▸ **WORK REQUIRED**
Copy each of the entries below character for character, without changing anything.

▸ **GIVEN DATA**

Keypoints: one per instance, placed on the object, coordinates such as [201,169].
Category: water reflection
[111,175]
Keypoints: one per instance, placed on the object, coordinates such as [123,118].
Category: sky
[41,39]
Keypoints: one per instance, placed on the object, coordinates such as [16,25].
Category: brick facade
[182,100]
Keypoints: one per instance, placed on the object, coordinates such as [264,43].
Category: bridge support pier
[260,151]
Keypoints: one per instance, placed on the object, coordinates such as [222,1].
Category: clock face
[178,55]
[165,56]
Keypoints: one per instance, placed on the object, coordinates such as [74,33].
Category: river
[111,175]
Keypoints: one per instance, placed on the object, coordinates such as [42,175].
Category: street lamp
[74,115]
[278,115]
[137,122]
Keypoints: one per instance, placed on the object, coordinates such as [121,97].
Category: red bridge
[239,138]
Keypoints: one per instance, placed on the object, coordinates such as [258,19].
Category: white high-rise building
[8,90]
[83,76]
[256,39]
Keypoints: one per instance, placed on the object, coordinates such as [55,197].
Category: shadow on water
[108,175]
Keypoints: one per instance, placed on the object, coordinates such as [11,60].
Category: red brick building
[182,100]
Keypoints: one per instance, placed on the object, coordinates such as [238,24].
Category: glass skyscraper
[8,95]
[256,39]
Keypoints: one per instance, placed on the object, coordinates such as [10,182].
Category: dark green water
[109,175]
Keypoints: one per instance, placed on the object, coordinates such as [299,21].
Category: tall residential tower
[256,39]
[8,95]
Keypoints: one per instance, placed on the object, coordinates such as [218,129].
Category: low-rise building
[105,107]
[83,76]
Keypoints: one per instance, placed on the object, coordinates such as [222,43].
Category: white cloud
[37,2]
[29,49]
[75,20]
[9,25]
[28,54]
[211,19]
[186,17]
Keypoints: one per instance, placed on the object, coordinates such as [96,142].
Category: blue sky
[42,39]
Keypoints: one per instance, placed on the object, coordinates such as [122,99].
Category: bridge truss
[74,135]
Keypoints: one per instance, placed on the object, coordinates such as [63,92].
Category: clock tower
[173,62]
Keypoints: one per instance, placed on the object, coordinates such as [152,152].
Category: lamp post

▸ **SOLUTION TO THIS EXERCISE**
Keypoints: one per instance, placed on the object, coordinates such as [201,169].
Category: water reflection
[111,175]
Keypoints: one per instance, placed on the object, coordinates such as [123,118].
Category: sky
[41,39]
Keypoints: one per instance, placed on the object, coordinates such as [16,25].
Category: brick facade
[182,100]
Keypoints: one per instance, placed on the object, coordinates such as [264,43].
Category: bridge support pier
[260,151]
Keypoints: one per instance, placed on the object, coordinates such as [222,1].
Category: clock face
[178,55]
[165,56]
Keypoints: one per instance, placed on the object, coordinates such as [74,33].
Category: river
[111,175]
Keypoints: one per instance, placed on the object, coordinates such as [42,175].
Category: street lamp
[74,115]
[278,115]
[137,122]
Keypoints: one per instance, placed on the object, coordinates such as [121,97].
Category: red bridge
[239,138]
Keypoints: one per instance, placed on the object, coordinates such as [258,19].
Category: white high-rise building
[8,90]
[83,76]
[256,39]
Keypoints: one per instance, placed on the object, coordinates such as [55,197].
Category: shadow on water
[108,175]
Keypoints: one per instance, placed on the object, coordinates such as [11,60].
Category: red brick building
[182,100]
Keypoints: one per instance, placed on the object, coordinates such as [238,24].
Category: glass skyscraper
[8,95]
[256,39]
Keypoints: one per instance, placed on the object, coordinates such as [10,182].
Category: dark green water
[109,175]
Keypoints: one per instance, placed on the object, coordinates such as [299,21].
Category: tall residential tower
[256,39]
[8,95]
Keypoints: one per instance, placed on the object, coordinates such as [218,129].
Category: low-rise building
[105,107]
[83,76]
Keypoints: one per instance, placed on the object, coordinates such as [222,43].
Category: white cloud
[37,2]
[29,49]
[75,20]
[9,25]
[28,54]
[211,19]
[186,17]
Keypoints: one per instance, placed on the object, coordinates such as [96,142].
Category: blue sky
[42,39]
Keypoints: one per instance, placed on the object, coordinates such as [122,99].
Category: bridge truss
[74,135]
Keypoints: one per instance, placed on the object, coordinates such as [63,92].
Category: clock tower
[173,62]
Keypoints: one per instance, placed on the object, coordinates such as [152,152].
Category: lamp post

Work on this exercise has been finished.